Friday, April 12, 2013

The Truth About Nominal GDP Targeting

Note: Danny Sanchez sent me the link to this article and noted: "Here's a great dissection of Joe Weisenthal's favorite trend of thought in the GOP (Weisenthal likes it because it's inflationist and non-hard-money of course)."

Nominal GDP Targeting: New-Fangled Monetarism or Old-Fashioned Keynesianism?

by Shawn Ritenour

In the wake of the financial panic and economic recession of 2008, numerous macroeconomic policies are being re-evaluated. Some economists argue that the crisis demonstrates a need to move away from Ben Bernanke-type discretionary monetary policy and instead adopt some monetary policy rule. One such proposed rule is nominal GDP (NGDP) targeting, made popular by a set of economists that have been given the moniker “market monetarists.”
Market monetarism is largely a blogosphere phenomenon, with the most prominent blogs amongst the group being Scott Sumner’s The Money Illusion, Lars Christensen’s The Market Monetarist, and David Beckworth’s Macro and other Market Musings. The most well-known of the group, Scott Sumner (2012; 2011), has authored two scholarly works that outline his vision for monetary policy, and Christensen (2011) has authored a working paper summarizing the work of the group.

▸ **SET TASK**
Answer these from the blog post above:
(a) Who sent the link to the article?
(b) What monetary policy rule is made popular by the "market monetarists"?
(c) What is the name of Lars Christensen's blog?
The rows after this blog post are separate material with no tie to it.

▸ **EXTRACTED ENTRIES**
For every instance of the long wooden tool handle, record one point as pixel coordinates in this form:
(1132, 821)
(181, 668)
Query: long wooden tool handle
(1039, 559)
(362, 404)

▸ **ANSWER**
(a) Danny Sanchez
(b) Nominal GDP (NGDP) targeting
(c) The Market Monetarist